• _Requirement_: In the forum thread, what did the shop other than Ford estimate for the F250 repair?

• _Selection_:
------------------------------

# Dam what a week.



## ROCKSTARPLUMBER (Dec 14, 2008)

First i get the ticket in the mail from the City, then My wifes armada blows a transmission coolant line yesterday. That and some other things these techs find is only $700.00, and then low and behold on my way home from gainesville today i am pretty dam sure i blew a head gasket on my F250. Only two places in town work on desiel trucks, Ford and another place. Ford is estimating 3300.00 for the repair, and the other place around $2800. I am scared to take it to ford, im pretty sure they go through techs there like toilet paper in the restrooms. The van needed a new cat converter last week. Three repairs come up in 7 days, I may have to sell one of the children.:laughing:


----------



## Mississippiplum (Sep 30, 2011)

ROCKSTARPLUMBER said:


> First i get the ticket in the mail from the City, then My wifes armada blows a transmission coolant line yesterday. That and some other things these techs find is only $700.00, and then low and behold on my way home from gainesville today i am pretty dam sure i blew a head gasket on my F250. Only two places in town work on desiel trucks, Ford and another place. Ford is estimating 3300.00 for the repair, and the other place around $2800. I am scared to take it to ford, im pretty sure they go through techs there like toilet paper in the restrooms. The van needed a new cat converter last week. Three repairs come up in 7 days, I may have to sell one of the children.:laughing:


You got the 6.0 PSD In yur 250? 
If so do a set of headstuds and an aftermarket head gasket and ull be fine, just don't take it to ford cause they suck balls.

If you see oil in the coolant or bubbles in the coolent in the overflow Resivor when the truck is shut off then its the head gasket for sure, also white putrid smelling exhaust smoke is a sign of a blown HG as well. 


Sent from my iPhone 10.5


----------



## ROCKSTARPLUMBER (Dec 14, 2008)

Tons of white smoke at the red light on the way home. Drive it there and parked it. Having it towed tomorrow. Black onyx gaskets and arp studs. Maybe get egr delete if it's reasonable.


----------



## Mississippiplum (Sep 30, 2011)

ROCKSTARPLUMBER said:


> Tons of white smoke at the red light on the way home. Drive it there and parked it. Having it towed tomorrow. Black onyx gaskets and arp studs. Maybe get egr delete if it's reasonable.


Your on the right track, do the egr delete, one less thing to worry bout in the future.

Sent from my iPhone 10.5


----------



## GREENPLUM (Jul 27, 2008)

------------------------------

• _Provided data_:
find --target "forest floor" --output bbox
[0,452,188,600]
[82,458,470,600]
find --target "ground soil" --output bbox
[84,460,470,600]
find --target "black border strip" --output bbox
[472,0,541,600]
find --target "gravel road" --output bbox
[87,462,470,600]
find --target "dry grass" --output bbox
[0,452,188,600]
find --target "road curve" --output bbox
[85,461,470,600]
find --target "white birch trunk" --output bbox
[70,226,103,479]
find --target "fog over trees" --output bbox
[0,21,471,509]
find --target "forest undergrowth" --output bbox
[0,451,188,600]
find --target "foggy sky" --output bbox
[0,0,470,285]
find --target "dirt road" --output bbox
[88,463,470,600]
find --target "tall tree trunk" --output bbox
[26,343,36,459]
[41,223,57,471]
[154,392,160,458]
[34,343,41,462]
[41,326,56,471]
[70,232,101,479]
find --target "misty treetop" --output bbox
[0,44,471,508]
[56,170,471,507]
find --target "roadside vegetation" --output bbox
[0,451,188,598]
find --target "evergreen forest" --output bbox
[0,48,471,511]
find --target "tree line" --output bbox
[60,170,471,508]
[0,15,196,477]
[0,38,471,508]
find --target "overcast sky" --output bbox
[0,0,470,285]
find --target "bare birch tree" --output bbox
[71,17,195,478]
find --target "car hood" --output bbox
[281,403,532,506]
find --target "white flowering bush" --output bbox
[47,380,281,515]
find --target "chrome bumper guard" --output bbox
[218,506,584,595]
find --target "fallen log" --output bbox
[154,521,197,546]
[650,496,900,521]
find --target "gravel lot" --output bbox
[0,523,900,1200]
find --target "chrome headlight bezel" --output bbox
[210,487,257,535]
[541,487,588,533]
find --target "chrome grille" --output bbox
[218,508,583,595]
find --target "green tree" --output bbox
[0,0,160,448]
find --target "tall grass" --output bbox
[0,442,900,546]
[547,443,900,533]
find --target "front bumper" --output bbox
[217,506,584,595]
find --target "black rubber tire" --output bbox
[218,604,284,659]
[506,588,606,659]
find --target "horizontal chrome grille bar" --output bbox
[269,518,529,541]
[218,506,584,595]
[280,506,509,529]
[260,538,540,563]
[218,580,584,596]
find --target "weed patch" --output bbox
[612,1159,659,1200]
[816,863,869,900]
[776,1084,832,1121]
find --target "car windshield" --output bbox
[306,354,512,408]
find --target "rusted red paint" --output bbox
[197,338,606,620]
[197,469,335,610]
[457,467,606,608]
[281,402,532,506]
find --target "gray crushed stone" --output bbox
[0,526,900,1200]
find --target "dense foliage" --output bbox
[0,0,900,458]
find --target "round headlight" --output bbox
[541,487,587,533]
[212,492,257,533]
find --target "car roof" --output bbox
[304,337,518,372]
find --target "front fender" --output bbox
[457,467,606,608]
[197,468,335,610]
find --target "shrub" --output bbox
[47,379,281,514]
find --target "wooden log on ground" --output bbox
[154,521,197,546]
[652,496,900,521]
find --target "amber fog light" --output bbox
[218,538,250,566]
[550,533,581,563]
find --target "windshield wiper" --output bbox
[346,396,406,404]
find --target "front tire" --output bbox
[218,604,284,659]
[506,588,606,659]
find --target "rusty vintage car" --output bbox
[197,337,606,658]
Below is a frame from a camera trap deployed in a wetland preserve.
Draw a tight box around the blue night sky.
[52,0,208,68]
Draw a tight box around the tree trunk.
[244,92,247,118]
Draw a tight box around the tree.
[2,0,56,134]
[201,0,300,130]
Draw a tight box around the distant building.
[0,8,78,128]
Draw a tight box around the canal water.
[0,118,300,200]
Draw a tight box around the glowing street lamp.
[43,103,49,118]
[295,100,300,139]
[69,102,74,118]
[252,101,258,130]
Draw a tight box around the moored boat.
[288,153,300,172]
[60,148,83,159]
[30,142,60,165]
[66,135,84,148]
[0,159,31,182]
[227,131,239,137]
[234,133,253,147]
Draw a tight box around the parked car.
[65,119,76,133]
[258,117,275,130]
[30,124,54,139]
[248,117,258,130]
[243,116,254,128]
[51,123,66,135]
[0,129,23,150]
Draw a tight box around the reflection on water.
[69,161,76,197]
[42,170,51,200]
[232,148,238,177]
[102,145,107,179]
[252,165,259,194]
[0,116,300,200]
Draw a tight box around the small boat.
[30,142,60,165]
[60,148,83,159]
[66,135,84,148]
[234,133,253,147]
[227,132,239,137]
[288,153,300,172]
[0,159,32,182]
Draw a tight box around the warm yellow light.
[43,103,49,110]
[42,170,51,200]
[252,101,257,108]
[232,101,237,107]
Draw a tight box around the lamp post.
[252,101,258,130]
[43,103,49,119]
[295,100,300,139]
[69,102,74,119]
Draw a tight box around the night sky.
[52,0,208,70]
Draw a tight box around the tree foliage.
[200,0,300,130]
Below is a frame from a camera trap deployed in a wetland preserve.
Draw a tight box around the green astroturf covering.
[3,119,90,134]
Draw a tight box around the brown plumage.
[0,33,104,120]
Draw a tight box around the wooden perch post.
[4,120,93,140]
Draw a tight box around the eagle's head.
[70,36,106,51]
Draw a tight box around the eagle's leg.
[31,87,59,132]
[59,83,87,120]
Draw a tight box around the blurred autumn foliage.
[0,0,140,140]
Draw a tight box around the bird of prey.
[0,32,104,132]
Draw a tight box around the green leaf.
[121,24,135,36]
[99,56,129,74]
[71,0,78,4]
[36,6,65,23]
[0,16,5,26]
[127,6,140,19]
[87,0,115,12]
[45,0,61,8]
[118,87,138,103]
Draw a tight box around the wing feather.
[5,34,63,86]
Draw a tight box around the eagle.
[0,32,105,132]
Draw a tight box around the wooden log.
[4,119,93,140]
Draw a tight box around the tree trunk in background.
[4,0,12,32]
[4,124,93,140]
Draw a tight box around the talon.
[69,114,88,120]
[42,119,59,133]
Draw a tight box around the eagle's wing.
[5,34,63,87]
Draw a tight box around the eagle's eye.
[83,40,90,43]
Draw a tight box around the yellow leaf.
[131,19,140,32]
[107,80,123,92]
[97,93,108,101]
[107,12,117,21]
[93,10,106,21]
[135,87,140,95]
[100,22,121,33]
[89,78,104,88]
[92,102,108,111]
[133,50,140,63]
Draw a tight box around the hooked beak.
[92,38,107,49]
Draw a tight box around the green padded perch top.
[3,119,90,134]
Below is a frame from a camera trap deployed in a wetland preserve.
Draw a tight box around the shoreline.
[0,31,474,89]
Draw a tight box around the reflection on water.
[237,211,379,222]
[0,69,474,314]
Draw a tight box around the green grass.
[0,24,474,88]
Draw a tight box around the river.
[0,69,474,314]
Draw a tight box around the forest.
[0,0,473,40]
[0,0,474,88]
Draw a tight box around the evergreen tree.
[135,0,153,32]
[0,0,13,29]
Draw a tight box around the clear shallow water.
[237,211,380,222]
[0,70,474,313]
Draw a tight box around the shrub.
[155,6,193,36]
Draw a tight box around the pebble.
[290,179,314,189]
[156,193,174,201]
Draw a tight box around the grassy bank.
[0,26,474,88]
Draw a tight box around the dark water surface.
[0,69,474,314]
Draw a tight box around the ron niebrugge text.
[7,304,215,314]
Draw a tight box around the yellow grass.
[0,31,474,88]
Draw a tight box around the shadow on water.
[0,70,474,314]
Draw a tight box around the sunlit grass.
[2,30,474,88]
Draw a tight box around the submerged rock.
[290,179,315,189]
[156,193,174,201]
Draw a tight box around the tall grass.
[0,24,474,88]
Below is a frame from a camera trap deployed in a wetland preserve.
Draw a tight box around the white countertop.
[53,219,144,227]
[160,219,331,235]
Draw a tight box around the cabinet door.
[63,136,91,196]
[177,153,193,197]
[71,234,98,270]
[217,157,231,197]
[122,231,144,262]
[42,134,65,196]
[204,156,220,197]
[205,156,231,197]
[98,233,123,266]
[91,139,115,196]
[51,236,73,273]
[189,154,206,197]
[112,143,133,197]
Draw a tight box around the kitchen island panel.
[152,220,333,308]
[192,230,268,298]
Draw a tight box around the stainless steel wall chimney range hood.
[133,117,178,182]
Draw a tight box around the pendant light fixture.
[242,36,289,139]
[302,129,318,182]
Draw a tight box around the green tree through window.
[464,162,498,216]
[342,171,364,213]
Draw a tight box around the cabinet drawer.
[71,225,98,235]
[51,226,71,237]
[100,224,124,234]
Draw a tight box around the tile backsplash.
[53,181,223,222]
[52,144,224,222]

------------------------------

• _Answer to the problem_: Around $2800.